Find "point per instance: woman's bare" in the material below, then copy that line and every subsequent line to the end, exactly.
== Source data ==
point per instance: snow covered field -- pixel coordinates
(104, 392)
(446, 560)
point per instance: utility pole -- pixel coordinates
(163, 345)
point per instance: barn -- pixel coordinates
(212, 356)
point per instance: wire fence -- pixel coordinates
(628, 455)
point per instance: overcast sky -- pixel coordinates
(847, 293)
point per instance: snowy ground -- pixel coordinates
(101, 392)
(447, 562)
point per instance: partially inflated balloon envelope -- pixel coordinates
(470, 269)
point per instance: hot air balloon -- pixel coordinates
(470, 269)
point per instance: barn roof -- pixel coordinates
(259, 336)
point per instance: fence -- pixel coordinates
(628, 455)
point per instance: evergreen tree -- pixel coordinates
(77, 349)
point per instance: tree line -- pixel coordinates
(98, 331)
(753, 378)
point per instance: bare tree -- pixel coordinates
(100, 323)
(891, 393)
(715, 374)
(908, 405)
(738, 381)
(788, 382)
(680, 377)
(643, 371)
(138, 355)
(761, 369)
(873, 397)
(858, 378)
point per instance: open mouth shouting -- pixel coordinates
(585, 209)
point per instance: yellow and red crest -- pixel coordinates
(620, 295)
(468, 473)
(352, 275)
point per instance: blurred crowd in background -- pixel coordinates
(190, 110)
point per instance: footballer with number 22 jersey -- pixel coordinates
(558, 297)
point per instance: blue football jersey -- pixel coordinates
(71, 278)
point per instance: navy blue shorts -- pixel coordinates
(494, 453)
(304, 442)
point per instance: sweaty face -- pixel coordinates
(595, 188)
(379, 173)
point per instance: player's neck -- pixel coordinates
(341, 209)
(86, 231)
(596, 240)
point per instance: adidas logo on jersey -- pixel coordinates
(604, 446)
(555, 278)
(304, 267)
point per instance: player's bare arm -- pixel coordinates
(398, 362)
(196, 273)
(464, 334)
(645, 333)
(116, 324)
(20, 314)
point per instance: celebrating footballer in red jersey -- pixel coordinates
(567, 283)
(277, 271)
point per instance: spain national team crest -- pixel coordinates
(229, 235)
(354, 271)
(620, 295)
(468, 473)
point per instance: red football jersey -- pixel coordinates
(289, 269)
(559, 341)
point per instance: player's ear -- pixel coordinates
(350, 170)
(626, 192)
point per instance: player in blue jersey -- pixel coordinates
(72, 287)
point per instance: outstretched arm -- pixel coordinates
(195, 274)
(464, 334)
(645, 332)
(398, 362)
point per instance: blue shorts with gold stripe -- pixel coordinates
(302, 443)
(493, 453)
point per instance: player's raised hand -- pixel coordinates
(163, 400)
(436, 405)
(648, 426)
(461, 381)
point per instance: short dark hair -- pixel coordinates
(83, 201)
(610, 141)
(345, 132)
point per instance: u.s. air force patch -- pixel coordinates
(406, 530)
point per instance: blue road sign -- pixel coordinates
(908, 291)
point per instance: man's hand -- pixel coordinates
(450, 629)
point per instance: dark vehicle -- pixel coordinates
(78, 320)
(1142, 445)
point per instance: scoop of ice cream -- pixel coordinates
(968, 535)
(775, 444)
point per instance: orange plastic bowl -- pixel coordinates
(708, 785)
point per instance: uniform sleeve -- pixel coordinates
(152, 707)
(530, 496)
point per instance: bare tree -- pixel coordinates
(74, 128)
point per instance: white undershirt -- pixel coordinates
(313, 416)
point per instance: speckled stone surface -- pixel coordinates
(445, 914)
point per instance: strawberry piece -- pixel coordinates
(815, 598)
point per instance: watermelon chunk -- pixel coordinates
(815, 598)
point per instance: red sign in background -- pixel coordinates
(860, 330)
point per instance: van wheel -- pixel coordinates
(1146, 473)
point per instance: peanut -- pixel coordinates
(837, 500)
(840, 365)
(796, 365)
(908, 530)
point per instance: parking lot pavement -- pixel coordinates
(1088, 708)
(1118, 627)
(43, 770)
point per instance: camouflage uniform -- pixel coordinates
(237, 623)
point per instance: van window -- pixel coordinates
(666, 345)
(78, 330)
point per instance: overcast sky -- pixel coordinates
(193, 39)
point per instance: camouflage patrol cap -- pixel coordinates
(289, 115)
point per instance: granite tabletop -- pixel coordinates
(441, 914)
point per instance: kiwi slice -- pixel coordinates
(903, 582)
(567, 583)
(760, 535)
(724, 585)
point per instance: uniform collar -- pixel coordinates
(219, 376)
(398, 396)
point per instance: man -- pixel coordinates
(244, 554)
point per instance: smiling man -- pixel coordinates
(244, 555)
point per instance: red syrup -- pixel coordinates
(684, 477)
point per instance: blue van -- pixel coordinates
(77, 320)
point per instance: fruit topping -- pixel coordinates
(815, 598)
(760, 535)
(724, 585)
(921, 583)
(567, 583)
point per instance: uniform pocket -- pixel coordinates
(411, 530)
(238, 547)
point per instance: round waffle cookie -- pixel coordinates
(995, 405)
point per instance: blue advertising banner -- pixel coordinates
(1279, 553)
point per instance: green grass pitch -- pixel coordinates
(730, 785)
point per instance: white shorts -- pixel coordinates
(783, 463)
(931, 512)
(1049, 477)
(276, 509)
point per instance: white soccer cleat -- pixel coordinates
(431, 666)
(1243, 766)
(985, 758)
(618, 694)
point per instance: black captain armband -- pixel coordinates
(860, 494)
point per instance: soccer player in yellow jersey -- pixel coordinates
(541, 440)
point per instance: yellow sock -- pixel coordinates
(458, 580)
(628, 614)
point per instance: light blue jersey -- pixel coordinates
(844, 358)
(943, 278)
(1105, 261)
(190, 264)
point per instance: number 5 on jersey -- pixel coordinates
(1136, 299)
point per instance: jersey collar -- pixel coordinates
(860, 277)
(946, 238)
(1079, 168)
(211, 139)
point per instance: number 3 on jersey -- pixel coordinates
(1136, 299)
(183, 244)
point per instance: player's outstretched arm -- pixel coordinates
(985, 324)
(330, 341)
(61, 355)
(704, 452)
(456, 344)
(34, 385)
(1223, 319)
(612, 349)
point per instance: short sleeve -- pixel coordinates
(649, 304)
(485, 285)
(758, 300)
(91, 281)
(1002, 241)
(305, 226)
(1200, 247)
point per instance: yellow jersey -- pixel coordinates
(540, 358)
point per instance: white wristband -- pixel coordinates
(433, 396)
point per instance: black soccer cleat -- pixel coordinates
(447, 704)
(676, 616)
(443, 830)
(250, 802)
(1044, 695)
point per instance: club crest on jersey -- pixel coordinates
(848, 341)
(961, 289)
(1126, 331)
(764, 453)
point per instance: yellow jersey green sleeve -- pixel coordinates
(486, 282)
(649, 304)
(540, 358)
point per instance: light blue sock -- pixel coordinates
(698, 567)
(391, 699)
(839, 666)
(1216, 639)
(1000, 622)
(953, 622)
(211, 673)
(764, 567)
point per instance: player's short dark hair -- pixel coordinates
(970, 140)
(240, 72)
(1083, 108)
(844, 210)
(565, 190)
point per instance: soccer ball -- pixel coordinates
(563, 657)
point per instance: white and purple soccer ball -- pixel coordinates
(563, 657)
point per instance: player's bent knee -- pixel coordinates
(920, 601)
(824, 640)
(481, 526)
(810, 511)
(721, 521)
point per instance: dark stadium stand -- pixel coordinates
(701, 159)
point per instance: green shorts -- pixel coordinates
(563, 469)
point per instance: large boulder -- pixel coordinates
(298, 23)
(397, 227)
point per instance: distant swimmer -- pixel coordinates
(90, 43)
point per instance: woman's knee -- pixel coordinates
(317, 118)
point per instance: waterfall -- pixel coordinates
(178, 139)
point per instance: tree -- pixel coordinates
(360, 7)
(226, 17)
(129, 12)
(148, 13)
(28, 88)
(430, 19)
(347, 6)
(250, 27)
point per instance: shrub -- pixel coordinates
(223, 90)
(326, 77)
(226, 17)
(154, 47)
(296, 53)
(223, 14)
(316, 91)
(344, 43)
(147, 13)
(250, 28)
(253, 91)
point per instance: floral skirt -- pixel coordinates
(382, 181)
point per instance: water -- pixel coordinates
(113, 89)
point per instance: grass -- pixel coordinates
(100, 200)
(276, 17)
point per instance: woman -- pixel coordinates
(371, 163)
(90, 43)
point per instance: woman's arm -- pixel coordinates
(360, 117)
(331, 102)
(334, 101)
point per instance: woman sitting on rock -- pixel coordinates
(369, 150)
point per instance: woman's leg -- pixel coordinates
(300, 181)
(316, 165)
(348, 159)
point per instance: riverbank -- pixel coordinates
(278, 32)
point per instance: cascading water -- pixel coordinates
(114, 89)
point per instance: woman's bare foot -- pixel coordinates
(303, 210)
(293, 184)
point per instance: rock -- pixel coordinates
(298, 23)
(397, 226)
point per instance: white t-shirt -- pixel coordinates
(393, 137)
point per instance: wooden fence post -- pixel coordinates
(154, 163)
===
Solution:
point per instance: woman's bare foot -- pixel coordinates
(303, 210)
(293, 184)
point per instance: rock -- pixel coordinates
(298, 23)
(397, 226)
point per instance: white t-shirt -- pixel coordinates
(393, 137)
point per instance: wooden fence post -- pixel coordinates
(154, 163)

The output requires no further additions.